▸ **Direction**
Convert every line of the rows below into a JSON list of strings, one string per line, leaving out blank lines and the pictures.
============================================================
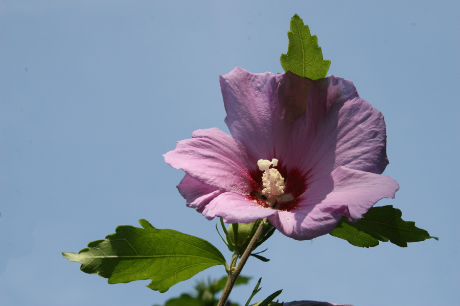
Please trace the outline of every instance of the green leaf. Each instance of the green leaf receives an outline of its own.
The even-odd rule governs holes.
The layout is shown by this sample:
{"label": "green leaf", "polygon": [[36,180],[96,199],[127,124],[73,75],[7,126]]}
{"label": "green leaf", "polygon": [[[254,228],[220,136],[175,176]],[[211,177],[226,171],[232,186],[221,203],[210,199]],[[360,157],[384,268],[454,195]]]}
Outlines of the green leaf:
{"label": "green leaf", "polygon": [[282,54],[280,60],[285,71],[311,80],[326,78],[331,61],[323,60],[318,38],[310,34],[308,26],[296,14],[291,19],[289,44],[287,54]]}
{"label": "green leaf", "polygon": [[[166,301],[164,306],[203,306],[203,301],[199,298],[191,296],[187,293],[183,293],[179,297],[170,299]],[[160,306],[156,304],[154,306]]]}
{"label": "green leaf", "polygon": [[164,292],[205,269],[225,265],[214,245],[198,237],[172,230],[158,230],[139,220],[143,228],[120,225],[105,240],[90,242],[78,253],[62,253],[82,264],[85,273],[108,278],[109,284],[152,280],[147,287]]}
{"label": "green leaf", "polygon": [[267,298],[262,301],[261,302],[259,302],[258,303],[256,303],[252,306],[269,306],[270,305],[276,305],[279,304],[278,302],[273,302],[273,299],[280,295],[281,294],[281,292],[283,291],[282,290],[278,290],[276,292],[273,292],[271,294],[268,296]]}
{"label": "green leaf", "polygon": [[244,306],[249,306],[249,303],[251,302],[251,300],[252,299],[252,298],[254,297],[254,296],[257,294],[257,293],[260,291],[262,288],[259,288],[260,286],[260,282],[262,282],[262,277],[259,279],[259,280],[257,281],[257,284],[256,284],[256,287],[254,287],[254,289],[252,290],[252,292],[251,293],[250,296],[248,299],[247,301],[246,302],[246,304]]}
{"label": "green leaf", "polygon": [[343,217],[331,235],[345,239],[351,244],[361,247],[375,246],[379,241],[389,240],[398,246],[406,247],[407,242],[423,241],[438,237],[430,236],[428,232],[415,226],[415,222],[404,221],[399,209],[391,205],[373,207],[364,216],[356,222],[349,222]]}

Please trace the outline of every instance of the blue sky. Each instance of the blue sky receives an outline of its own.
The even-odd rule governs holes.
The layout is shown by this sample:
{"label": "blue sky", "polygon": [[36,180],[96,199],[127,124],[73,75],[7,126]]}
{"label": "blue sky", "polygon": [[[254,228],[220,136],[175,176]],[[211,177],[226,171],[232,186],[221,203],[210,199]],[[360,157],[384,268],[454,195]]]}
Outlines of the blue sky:
{"label": "blue sky", "polygon": [[352,80],[385,116],[401,186],[378,205],[440,237],[371,249],[330,235],[279,233],[266,263],[249,261],[263,299],[356,306],[454,304],[459,272],[460,5],[454,1],[0,1],[0,296],[6,305],[160,303],[219,277],[214,267],[166,293],[148,281],[109,285],[79,271],[78,252],[120,224],[205,239],[185,206],[181,171],[162,155],[198,129],[228,132],[219,75],[239,66],[282,72],[289,20],[318,37],[329,74]]}

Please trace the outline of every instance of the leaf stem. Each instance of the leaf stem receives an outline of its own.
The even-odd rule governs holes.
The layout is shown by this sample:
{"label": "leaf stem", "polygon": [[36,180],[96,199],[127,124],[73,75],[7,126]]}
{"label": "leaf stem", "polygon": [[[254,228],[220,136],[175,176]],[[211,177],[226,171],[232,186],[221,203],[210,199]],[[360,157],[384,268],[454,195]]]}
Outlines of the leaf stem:
{"label": "leaf stem", "polygon": [[[256,231],[256,233],[251,239],[251,241],[249,242],[249,244],[247,245],[247,247],[246,248],[246,249],[244,250],[244,252],[241,256],[241,259],[240,260],[240,261],[238,262],[238,264],[237,265],[236,267],[234,266],[231,263],[230,271],[228,271],[228,278],[227,279],[227,283],[225,284],[225,287],[224,288],[223,291],[222,293],[222,295],[220,296],[220,299],[219,300],[219,303],[217,304],[217,306],[224,306],[227,302],[228,296],[230,295],[230,292],[232,291],[232,289],[233,289],[233,286],[235,285],[235,283],[238,279],[240,273],[241,273],[241,270],[243,269],[243,267],[244,266],[245,264],[246,264],[246,262],[247,261],[247,259],[249,258],[251,252],[256,248],[256,245],[259,241],[259,239],[260,239],[262,233],[264,232],[264,227],[265,227],[266,222],[266,218],[262,220],[262,222],[260,222],[259,227],[257,228],[257,230]],[[232,260],[233,259],[232,258]]]}

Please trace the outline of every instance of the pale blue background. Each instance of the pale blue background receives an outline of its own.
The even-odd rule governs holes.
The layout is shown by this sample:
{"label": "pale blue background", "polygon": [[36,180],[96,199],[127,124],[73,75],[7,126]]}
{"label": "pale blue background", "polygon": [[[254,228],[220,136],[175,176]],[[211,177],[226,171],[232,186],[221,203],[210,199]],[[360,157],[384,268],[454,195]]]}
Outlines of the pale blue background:
{"label": "pale blue background", "polygon": [[250,286],[232,298],[244,304],[262,277],[258,300],[283,289],[285,301],[458,304],[460,3],[346,2],[0,2],[0,303],[149,305],[223,275],[214,267],[160,294],[148,281],[107,285],[61,252],[143,218],[228,258],[162,155],[195,130],[227,131],[219,75],[282,72],[297,13],[329,73],[385,116],[385,174],[401,188],[379,205],[440,240],[368,249],[277,233],[271,261],[250,260]]}

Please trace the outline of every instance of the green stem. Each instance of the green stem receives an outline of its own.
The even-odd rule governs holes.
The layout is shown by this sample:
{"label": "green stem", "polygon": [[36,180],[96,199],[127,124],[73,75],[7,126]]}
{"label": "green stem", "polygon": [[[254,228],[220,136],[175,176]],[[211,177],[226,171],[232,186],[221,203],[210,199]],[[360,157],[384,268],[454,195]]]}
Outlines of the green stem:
============================================================
▸ **The completed task**
[
  "Please trace the outline of every instance of the green leaf. Each instance of the green leaf receives an outline of its own.",
  "The even-odd rule governs holes.",
  "The layout is shown by this sample:",
  "{\"label\": \"green leaf\", \"polygon\": [[36,180],[96,199],[127,124],[73,75],[7,126]]}",
  "{\"label\": \"green leaf\", \"polygon\": [[[254,228],[220,136],[175,176]],[[211,177],[226,171],[232,186],[221,203],[210,199]],[[360,157],[384,268],[454,195]]]}",
  "Outlines of the green leaf:",
  "{\"label\": \"green leaf\", \"polygon\": [[282,54],[280,60],[285,71],[311,80],[326,78],[331,61],[323,60],[318,38],[310,34],[308,26],[296,14],[291,19],[289,44],[287,54]]}",
  "{\"label\": \"green leaf\", \"polygon\": [[[166,301],[164,306],[203,306],[203,301],[199,298],[191,296],[187,293],[183,293],[179,297],[170,299]],[[160,306],[156,304],[154,306]]]}",
  "{\"label\": \"green leaf\", \"polygon\": [[164,292],[205,269],[225,265],[214,245],[198,237],[172,230],[158,230],[139,220],[143,228],[120,225],[105,240],[90,242],[78,253],[62,253],[82,264],[85,273],[108,278],[109,284],[152,280],[147,287]]}",
  "{\"label\": \"green leaf\", \"polygon\": [[267,298],[262,301],[261,302],[259,302],[258,303],[256,303],[252,306],[269,306],[270,305],[276,305],[279,304],[278,302],[273,302],[273,299],[280,295],[281,294],[281,292],[283,291],[282,290],[278,290],[276,292],[273,292],[271,294],[268,296]]}",
  "{\"label\": \"green leaf\", \"polygon\": [[244,306],[249,306],[249,303],[251,302],[251,300],[252,299],[252,298],[254,297],[254,296],[257,294],[257,293],[260,291],[262,288],[259,288],[260,286],[260,282],[262,282],[262,277],[259,279],[259,280],[257,281],[257,284],[256,284],[256,287],[254,287],[254,289],[252,290],[252,292],[251,293],[250,296],[248,299],[247,301],[246,302],[246,304]]}",
  "{\"label\": \"green leaf\", \"polygon\": [[343,217],[331,235],[345,239],[351,244],[361,247],[375,246],[379,241],[389,240],[398,246],[406,247],[407,242],[423,241],[438,237],[430,236],[428,232],[415,226],[415,222],[404,221],[399,209],[391,205],[373,207],[364,216],[356,222],[349,222]]}",
  "Please trace the outline of every instance of the blue sky. Each instance of the blue sky receives an outline of its own.",
  "The even-odd rule governs holes.",
  "The layout is shown by this sample:",
  "{\"label\": \"blue sky\", \"polygon\": [[36,180],[96,199],[127,124],[73,75],[7,126]]}",
  "{\"label\": \"blue sky\", \"polygon\": [[[254,228],[220,136],[175,176]],[[211,177],[226,171],[232,186],[221,203],[210,199]],[[360,157],[384,268],[454,195]]]}",
  "Outlines of the blue sky:",
  "{\"label\": \"blue sky\", \"polygon\": [[352,80],[385,116],[401,186],[378,205],[440,237],[371,249],[330,235],[279,233],[266,263],[249,261],[263,299],[356,306],[454,304],[459,272],[460,5],[454,1],[0,1],[0,296],[6,305],[160,303],[219,277],[214,267],[166,293],[148,281],[109,285],[79,271],[78,252],[120,224],[205,239],[185,206],[181,171],[162,155],[198,129],[228,132],[219,75],[239,66],[282,72],[289,20],[318,37],[329,74]]}",
  "Please trace the outline of every instance of the leaf stem. Each instance of the leaf stem receives an outline of its own.",
  "The even-odd rule governs holes.",
  "The layout is shown by this sample:",
  "{\"label\": \"leaf stem\", \"polygon\": [[36,180],[96,199],[127,124],[73,75],[7,126]]}",
  "{\"label\": \"leaf stem\", \"polygon\": [[[254,228],[220,136],[175,176]],[[211,177],[226,171],[232,186],[221,203],[210,199]],[[360,157],[384,268],[454,195]]]}",
  "Outlines of the leaf stem:",
  "{\"label\": \"leaf stem\", \"polygon\": [[[256,231],[256,233],[251,239],[251,241],[249,242],[249,244],[247,245],[247,247],[246,248],[246,249],[244,250],[244,252],[241,256],[241,259],[240,260],[240,261],[238,262],[238,264],[237,265],[236,267],[234,266],[231,263],[230,271],[228,271],[228,278],[227,279],[227,283],[225,284],[225,287],[224,288],[223,291],[222,293],[222,295],[220,296],[220,299],[219,300],[219,303],[217,304],[217,306],[224,306],[227,302],[228,296],[230,295],[230,292],[232,291],[232,289],[233,289],[233,286],[235,285],[235,283],[238,279],[240,273],[241,273],[241,270],[243,269],[243,267],[244,266],[245,264],[246,264],[246,262],[247,261],[247,259],[249,258],[251,252],[256,248],[256,245],[259,241],[259,239],[260,239],[262,233],[264,232],[264,227],[265,227],[266,222],[266,218],[262,220],[262,222],[260,222],[259,227],[257,228],[257,230]],[[232,260],[233,259],[232,258]]]}",
  "Please trace the outline of every instance of the pale blue background. Each instance of the pale blue background receives an outline of its own.",
  "The even-odd rule governs holes.",
  "The layout is shown by this sample:",
  "{\"label\": \"pale blue background\", \"polygon\": [[36,180],[96,199],[127,124],[73,75],[7,126]]}",
  "{\"label\": \"pale blue background\", \"polygon\": [[[254,228],[220,136],[175,176]],[[211,177],[226,171],[232,186],[221,203],[210,199]],[[360,157],[384,268],[454,195]]]}",
  "Outlines of the pale blue background:",
  "{\"label\": \"pale blue background\", \"polygon\": [[250,286],[232,298],[244,304],[262,277],[258,300],[283,289],[285,301],[458,304],[460,3],[346,2],[0,2],[0,303],[149,305],[223,275],[214,267],[160,294],[148,281],[107,285],[61,252],[143,218],[228,258],[162,155],[195,130],[227,131],[219,75],[282,72],[297,13],[329,73],[385,116],[385,174],[401,188],[379,205],[440,240],[368,249],[277,233],[271,261],[250,260]]}",
  "Please trace the outline of every instance of the green stem. Each instance of the green stem receives an outline of its own.",
  "The even-odd rule governs holes.",
  "The layout is shown by this sample:",
  "{\"label\": \"green stem\", \"polygon\": [[36,180],[96,199],[127,124],[73,75],[7,126]]}",
  "{\"label\": \"green stem\", \"polygon\": [[[254,228],[220,136],[175,176]],[[211,177],[226,171],[232,186],[221,203],[210,199]],[[360,157],[384,268],[454,195]]]}",
  "Outlines of the green stem:"
]